» **Texte cité**:
=====
Article mis en ligne le 9 mars 2018

Si on vous dit « Abélard et Héloïse », vous pensez probablement à une belle histoire d’amour médiévale : un couple qui s’aime passionnément, malgré l’opposition de leurs familles, et qui en paye le prix – Abélard se fait castrer de force, Héloïse est reléguée dans un monastère. Un Roméo et Juliette au XIIe siècle, en quelque sorte.

Je relisais il y a peu les lettres d’Abélard et, avec le mouvement #MeToo en tête (ou au cœur, ou aux tripes, ou les trois), cette belle histoire s’éclaire d’un jour différent. Et peu glorieux pour Abélard...

Abélard, prédateur sexuel

Replaçons les choses dans leur contexte. Nous sommes en 1113, à Paris. Abélard a 34 ans et est un professeur extrêmement réputé, dont la pensée originale et les méthodes souvent brutales ont fait la renommée. Héloïse, elle, a 21 ans : issue de la haute noblesse, elle suit des études avancées, ce qui est très rare à une époque où celles-ci sont surtout réservées aux hommes. Elle est visiblement très intelligente, très érudite et promise à un brillant avenir.

Entre les deux, pas de coup de foudre réciproque : Abélard, séduit par la brillante réputation de la jeune fille, décide sciemment de « l’avoir », pour l’ajouter à la liste de ses conquêtes féminines. Pour lui, c’est un jeu : « je pensais qu’il serait agréable de nouer avec elle une liaison amoureuse, et je crus que rien ne serait plus facile ».
=====
» **Données fournies**:
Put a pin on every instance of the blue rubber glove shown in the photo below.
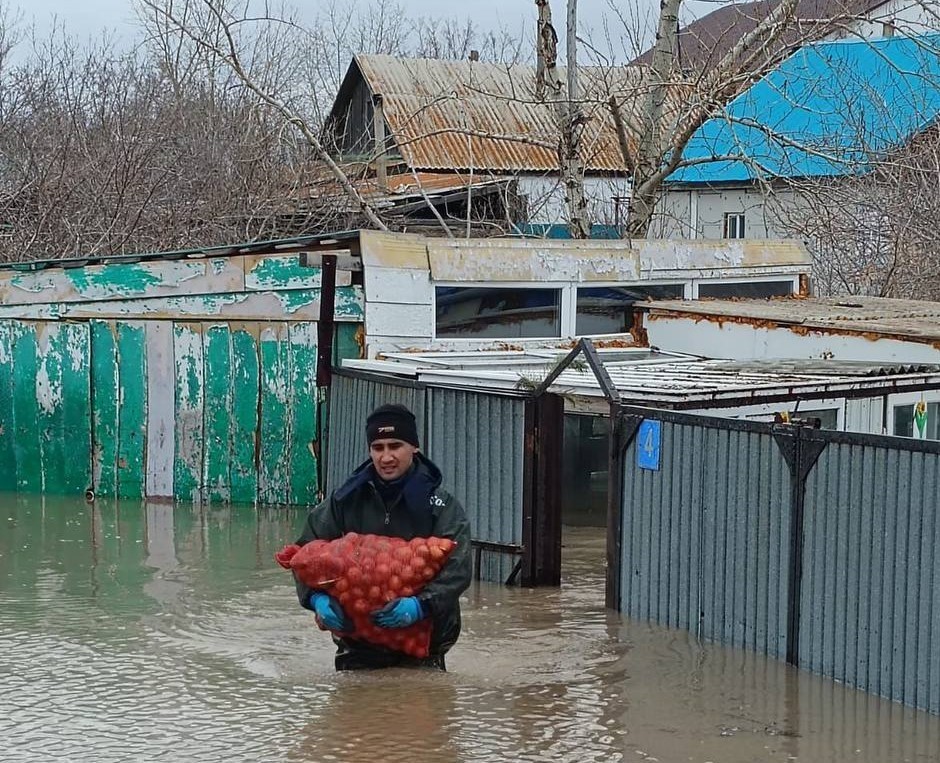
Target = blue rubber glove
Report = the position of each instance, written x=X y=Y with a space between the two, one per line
x=329 y=612
x=399 y=613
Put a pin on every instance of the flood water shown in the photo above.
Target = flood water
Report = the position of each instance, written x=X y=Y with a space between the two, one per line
x=134 y=632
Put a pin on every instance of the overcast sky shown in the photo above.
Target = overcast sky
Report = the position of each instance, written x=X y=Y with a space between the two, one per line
x=88 y=18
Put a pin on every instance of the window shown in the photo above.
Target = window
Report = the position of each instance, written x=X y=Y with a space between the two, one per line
x=734 y=225
x=609 y=309
x=621 y=211
x=745 y=289
x=918 y=420
x=494 y=312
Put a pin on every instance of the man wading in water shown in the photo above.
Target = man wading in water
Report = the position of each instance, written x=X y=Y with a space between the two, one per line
x=395 y=493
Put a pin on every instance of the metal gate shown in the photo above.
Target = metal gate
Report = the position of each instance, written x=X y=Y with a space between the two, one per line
x=813 y=546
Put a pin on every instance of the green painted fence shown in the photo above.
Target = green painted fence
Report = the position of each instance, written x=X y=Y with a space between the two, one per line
x=208 y=396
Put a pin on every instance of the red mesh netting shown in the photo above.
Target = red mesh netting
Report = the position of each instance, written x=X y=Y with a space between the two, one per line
x=365 y=572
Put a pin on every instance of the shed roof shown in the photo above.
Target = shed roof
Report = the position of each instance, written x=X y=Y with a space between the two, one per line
x=907 y=319
x=447 y=115
x=707 y=39
x=829 y=109
x=659 y=379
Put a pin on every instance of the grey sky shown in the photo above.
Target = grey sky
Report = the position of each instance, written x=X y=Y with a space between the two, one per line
x=89 y=18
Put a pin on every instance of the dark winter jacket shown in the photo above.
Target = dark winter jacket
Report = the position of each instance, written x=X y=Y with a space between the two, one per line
x=421 y=509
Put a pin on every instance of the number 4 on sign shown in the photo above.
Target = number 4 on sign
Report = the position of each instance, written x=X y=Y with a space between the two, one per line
x=648 y=441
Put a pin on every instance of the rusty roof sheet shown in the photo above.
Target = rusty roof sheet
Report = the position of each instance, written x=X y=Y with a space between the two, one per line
x=653 y=377
x=897 y=318
x=462 y=114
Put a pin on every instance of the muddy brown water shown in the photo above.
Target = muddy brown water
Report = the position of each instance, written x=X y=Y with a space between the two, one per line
x=134 y=632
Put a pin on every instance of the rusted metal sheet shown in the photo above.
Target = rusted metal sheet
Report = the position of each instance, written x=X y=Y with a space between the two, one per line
x=457 y=114
x=394 y=250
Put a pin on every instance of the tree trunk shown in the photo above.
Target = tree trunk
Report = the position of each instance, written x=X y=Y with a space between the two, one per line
x=650 y=147
x=567 y=110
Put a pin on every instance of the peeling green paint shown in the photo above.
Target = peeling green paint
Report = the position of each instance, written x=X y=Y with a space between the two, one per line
x=8 y=331
x=105 y=386
x=189 y=401
x=125 y=279
x=274 y=463
x=245 y=377
x=217 y=413
x=303 y=370
x=26 y=411
x=132 y=413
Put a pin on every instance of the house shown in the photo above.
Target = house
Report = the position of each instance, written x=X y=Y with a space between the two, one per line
x=827 y=113
x=482 y=123
x=704 y=41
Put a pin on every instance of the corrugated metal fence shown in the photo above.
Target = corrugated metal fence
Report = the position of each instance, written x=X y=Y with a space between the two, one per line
x=814 y=546
x=477 y=440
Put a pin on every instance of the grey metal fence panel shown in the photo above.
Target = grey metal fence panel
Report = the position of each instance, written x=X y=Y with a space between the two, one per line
x=478 y=440
x=352 y=398
x=705 y=539
x=870 y=609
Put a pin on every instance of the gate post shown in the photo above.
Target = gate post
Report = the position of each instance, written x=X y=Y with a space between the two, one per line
x=801 y=455
x=623 y=428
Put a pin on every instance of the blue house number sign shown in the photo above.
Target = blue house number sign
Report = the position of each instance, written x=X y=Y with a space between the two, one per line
x=648 y=441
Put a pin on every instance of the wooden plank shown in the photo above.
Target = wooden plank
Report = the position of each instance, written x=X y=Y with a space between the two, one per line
x=132 y=409
x=303 y=413
x=274 y=462
x=217 y=412
x=50 y=353
x=161 y=380
x=188 y=369
x=74 y=413
x=8 y=333
x=26 y=411
x=245 y=417
x=122 y=281
x=105 y=383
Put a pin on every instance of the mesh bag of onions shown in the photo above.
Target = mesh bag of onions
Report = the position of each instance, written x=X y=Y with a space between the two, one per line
x=364 y=573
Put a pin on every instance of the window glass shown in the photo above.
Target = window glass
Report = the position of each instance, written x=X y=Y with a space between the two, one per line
x=927 y=422
x=734 y=225
x=609 y=309
x=751 y=289
x=503 y=313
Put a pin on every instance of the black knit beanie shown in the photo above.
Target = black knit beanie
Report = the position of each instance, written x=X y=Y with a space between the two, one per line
x=393 y=422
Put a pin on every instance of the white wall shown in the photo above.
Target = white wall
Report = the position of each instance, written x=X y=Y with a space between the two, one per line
x=699 y=213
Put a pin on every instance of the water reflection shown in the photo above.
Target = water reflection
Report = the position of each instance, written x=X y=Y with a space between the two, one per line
x=134 y=631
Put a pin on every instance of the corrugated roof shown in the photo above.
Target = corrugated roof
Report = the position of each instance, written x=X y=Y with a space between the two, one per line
x=913 y=319
x=707 y=39
x=830 y=109
x=654 y=378
x=442 y=114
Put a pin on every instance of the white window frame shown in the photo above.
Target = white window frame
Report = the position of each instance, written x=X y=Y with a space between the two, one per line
x=905 y=399
x=686 y=294
x=565 y=306
x=740 y=225
x=768 y=278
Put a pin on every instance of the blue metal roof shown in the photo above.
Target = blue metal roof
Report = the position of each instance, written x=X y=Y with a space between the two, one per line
x=826 y=110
=====
» **À faire**:
(a) Dans l'article sur Abélard et Héloïse, quel âge a Héloïse en 1113 ?
(b) Recopiez mot pour mot l'article sur Abélard et Héloïse, en partant de « Replaçons les choses » et en terminant par « un brillant avenir. ».
Les items ne vous seront d'aucune utilité.

» **Réponses par tâche**:
(a) Elle a 21 ans.

(b)
Replaçons les choses dans leur contexte. Nous sommes en 1113, à Paris. Abélard a 34 ans et est un professeur extrêmement réputé, dont la pensée originale et les méthodes souvent brutales ont fait la renommée. Héloïse, elle, a 21 ans : issue de la haute noblesse, elle suit des études avancées, ce qui est très rare à une époque où celles-ci sont surtout réservées aux hommes. Elle est visiblement très intelligente, très érudite et promise à un brillant avenir.